- _What to work on_
Transcription should be exact. Include all entries.

- _Segmentation mask data_
[Start of section]

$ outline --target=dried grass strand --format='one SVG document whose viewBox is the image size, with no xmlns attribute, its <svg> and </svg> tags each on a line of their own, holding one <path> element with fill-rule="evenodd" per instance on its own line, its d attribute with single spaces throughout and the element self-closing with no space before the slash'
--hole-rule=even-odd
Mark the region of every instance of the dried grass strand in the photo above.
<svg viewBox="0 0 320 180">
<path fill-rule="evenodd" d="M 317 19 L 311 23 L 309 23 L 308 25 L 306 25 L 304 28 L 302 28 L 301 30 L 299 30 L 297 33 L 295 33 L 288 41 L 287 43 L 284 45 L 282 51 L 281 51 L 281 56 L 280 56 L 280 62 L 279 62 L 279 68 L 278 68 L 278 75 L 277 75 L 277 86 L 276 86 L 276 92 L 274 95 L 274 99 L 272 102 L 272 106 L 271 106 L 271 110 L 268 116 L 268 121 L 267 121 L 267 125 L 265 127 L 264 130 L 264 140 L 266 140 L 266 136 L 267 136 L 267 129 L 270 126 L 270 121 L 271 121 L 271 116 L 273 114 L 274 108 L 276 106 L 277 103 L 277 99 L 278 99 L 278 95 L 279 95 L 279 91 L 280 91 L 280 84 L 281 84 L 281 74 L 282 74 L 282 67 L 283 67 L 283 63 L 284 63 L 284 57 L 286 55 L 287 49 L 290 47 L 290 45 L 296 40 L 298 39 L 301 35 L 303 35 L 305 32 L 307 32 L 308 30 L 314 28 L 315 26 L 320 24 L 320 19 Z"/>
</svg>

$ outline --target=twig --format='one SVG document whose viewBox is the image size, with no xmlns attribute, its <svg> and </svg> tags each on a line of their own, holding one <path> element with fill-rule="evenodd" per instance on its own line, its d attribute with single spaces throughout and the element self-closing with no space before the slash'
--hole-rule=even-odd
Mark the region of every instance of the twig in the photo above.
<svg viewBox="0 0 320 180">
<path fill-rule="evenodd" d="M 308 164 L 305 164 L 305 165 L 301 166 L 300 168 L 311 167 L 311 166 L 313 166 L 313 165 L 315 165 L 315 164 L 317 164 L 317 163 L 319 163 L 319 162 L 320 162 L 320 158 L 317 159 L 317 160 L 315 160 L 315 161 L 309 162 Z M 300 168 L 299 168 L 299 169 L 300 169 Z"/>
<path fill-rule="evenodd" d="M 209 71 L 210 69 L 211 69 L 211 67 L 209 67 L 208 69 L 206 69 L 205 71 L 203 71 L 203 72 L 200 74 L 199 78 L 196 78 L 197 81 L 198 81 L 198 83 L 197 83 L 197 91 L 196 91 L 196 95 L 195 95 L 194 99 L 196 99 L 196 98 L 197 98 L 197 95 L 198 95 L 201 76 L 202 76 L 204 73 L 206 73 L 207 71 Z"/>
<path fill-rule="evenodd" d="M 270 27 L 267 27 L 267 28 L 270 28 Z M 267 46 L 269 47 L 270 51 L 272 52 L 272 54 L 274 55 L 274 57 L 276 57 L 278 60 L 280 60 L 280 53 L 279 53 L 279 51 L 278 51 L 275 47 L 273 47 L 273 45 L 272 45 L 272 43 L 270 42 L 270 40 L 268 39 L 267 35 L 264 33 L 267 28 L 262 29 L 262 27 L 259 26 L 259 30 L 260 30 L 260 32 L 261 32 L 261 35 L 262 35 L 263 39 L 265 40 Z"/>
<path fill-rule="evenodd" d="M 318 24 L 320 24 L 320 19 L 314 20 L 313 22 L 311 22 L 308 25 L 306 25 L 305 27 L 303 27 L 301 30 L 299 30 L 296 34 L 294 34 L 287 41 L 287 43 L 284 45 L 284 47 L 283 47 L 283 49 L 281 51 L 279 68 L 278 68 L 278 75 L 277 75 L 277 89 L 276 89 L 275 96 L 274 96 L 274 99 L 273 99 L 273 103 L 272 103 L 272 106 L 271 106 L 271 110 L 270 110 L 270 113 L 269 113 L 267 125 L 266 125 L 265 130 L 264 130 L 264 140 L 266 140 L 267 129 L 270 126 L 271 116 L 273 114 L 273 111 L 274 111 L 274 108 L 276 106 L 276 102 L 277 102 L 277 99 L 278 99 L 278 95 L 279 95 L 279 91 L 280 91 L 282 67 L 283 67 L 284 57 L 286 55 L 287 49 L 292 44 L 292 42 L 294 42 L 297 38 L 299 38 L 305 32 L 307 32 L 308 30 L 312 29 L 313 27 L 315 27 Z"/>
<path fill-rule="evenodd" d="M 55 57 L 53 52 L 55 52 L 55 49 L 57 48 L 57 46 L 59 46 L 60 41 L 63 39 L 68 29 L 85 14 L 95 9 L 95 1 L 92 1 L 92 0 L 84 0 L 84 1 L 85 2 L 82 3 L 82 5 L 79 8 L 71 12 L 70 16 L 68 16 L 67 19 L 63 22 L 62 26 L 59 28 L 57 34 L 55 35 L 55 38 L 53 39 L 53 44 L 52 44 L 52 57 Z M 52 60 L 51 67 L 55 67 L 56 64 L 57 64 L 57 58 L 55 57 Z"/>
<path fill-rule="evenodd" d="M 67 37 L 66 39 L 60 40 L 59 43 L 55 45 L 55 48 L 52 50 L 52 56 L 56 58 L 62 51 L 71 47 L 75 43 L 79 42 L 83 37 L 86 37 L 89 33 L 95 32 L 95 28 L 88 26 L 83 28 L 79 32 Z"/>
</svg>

[End of section]

- _Answer box_
$ outline --target=dried grass strand --format='one SVG document whose viewBox is the image size, with no xmlns attribute, its <svg> and </svg> tags each on a line of their own, holding one <path> element with fill-rule="evenodd" per instance on its own line, its d attribute with single spaces throughout and the element self-closing with no space before the slash'
--hole-rule=even-odd
Mark the region of every instance of the dried grass strand in the photo above.
<svg viewBox="0 0 320 180">
<path fill-rule="evenodd" d="M 317 19 L 311 23 L 309 23 L 308 25 L 306 25 L 304 28 L 302 28 L 301 30 L 299 30 L 297 33 L 295 33 L 288 41 L 287 43 L 284 45 L 282 51 L 281 51 L 281 56 L 280 56 L 280 62 L 279 62 L 279 68 L 278 68 L 278 75 L 277 75 L 277 86 L 276 86 L 276 92 L 274 95 L 274 99 L 272 102 L 272 106 L 271 106 L 271 110 L 268 116 L 268 121 L 267 121 L 267 125 L 265 127 L 264 130 L 264 140 L 266 140 L 266 136 L 267 136 L 267 129 L 270 126 L 270 121 L 271 121 L 271 116 L 273 114 L 274 108 L 276 106 L 277 103 L 277 99 L 278 99 L 278 95 L 279 95 L 279 91 L 280 91 L 280 84 L 281 84 L 281 74 L 282 74 L 282 67 L 283 67 L 283 63 L 284 63 L 284 57 L 286 55 L 287 49 L 290 47 L 290 45 L 296 40 L 298 39 L 301 35 L 303 35 L 305 32 L 307 32 L 308 30 L 314 28 L 315 26 L 320 24 L 320 19 Z"/>
</svg>

$ outline --target=twig --format='one SVG document whose viewBox is the image size, with no xmlns attribute, its <svg> and </svg> tags each on a line of their own, holding one <path> element with fill-rule="evenodd" per instance on its own line, its d attribute with single spaces throughout and the element self-closing with no space before the slash'
--hole-rule=even-odd
Mark the region of every instance of the twig in the photo above.
<svg viewBox="0 0 320 180">
<path fill-rule="evenodd" d="M 308 164 L 305 164 L 305 165 L 301 166 L 300 168 L 311 167 L 311 166 L 313 166 L 313 165 L 315 165 L 315 164 L 317 164 L 317 163 L 319 163 L 319 162 L 320 162 L 320 158 L 317 159 L 317 160 L 315 160 L 315 161 L 309 162 Z M 300 168 L 299 168 L 299 169 L 300 169 Z"/>
<path fill-rule="evenodd" d="M 209 71 L 210 69 L 211 69 L 211 67 L 209 67 L 208 69 L 206 69 L 205 71 L 203 71 L 203 72 L 200 74 L 199 78 L 196 78 L 197 81 L 198 81 L 198 83 L 197 83 L 197 91 L 196 91 L 196 95 L 195 95 L 194 99 L 196 99 L 196 98 L 197 98 L 197 95 L 198 95 L 201 76 L 202 76 L 204 73 L 206 73 L 207 71 Z"/>
<path fill-rule="evenodd" d="M 270 27 L 267 27 L 267 28 L 270 28 Z M 267 46 L 269 47 L 270 51 L 272 52 L 272 54 L 274 55 L 274 57 L 276 57 L 278 60 L 280 60 L 280 53 L 279 53 L 279 51 L 278 51 L 275 47 L 273 47 L 273 45 L 272 45 L 272 43 L 270 42 L 270 40 L 268 39 L 267 35 L 264 33 L 267 28 L 262 29 L 262 27 L 259 26 L 259 30 L 260 30 L 260 32 L 261 32 L 261 35 L 262 35 L 263 39 L 265 40 Z"/>
<path fill-rule="evenodd" d="M 318 24 L 320 24 L 320 19 L 314 20 L 313 22 L 311 22 L 308 25 L 306 25 L 305 27 L 303 27 L 301 30 L 299 30 L 296 34 L 294 34 L 287 41 L 287 43 L 284 45 L 284 47 L 283 47 L 283 49 L 281 51 L 279 68 L 278 68 L 278 75 L 277 75 L 277 89 L 276 89 L 275 96 L 274 96 L 274 99 L 273 99 L 273 103 L 272 103 L 272 106 L 271 106 L 271 110 L 270 110 L 270 113 L 269 113 L 267 125 L 266 125 L 265 130 L 264 130 L 264 140 L 266 140 L 267 129 L 270 126 L 271 116 L 273 114 L 273 111 L 274 111 L 274 108 L 276 106 L 276 102 L 277 102 L 277 99 L 278 99 L 278 95 L 279 95 L 279 91 L 280 91 L 282 67 L 283 67 L 284 57 L 286 55 L 287 49 L 292 44 L 292 42 L 294 42 L 297 38 L 299 38 L 305 32 L 307 32 L 308 30 L 312 29 L 313 27 L 315 27 Z"/>
<path fill-rule="evenodd" d="M 55 57 L 53 52 L 55 52 L 55 49 L 57 48 L 57 46 L 59 46 L 60 41 L 63 39 L 68 29 L 85 14 L 95 9 L 95 1 L 92 1 L 92 0 L 84 0 L 84 1 L 85 2 L 82 3 L 82 5 L 79 8 L 71 12 L 70 16 L 68 16 L 67 19 L 63 22 L 62 26 L 59 28 L 57 34 L 55 35 L 55 38 L 53 39 L 53 44 L 52 44 L 52 57 Z M 52 60 L 51 67 L 55 67 L 56 64 L 57 64 L 57 58 L 55 57 Z"/>
<path fill-rule="evenodd" d="M 67 37 L 66 39 L 60 40 L 59 43 L 55 45 L 55 48 L 52 50 L 52 56 L 56 58 L 62 51 L 71 47 L 75 43 L 79 42 L 83 37 L 86 37 L 89 33 L 95 32 L 95 28 L 88 26 L 83 28 L 79 32 Z"/>
</svg>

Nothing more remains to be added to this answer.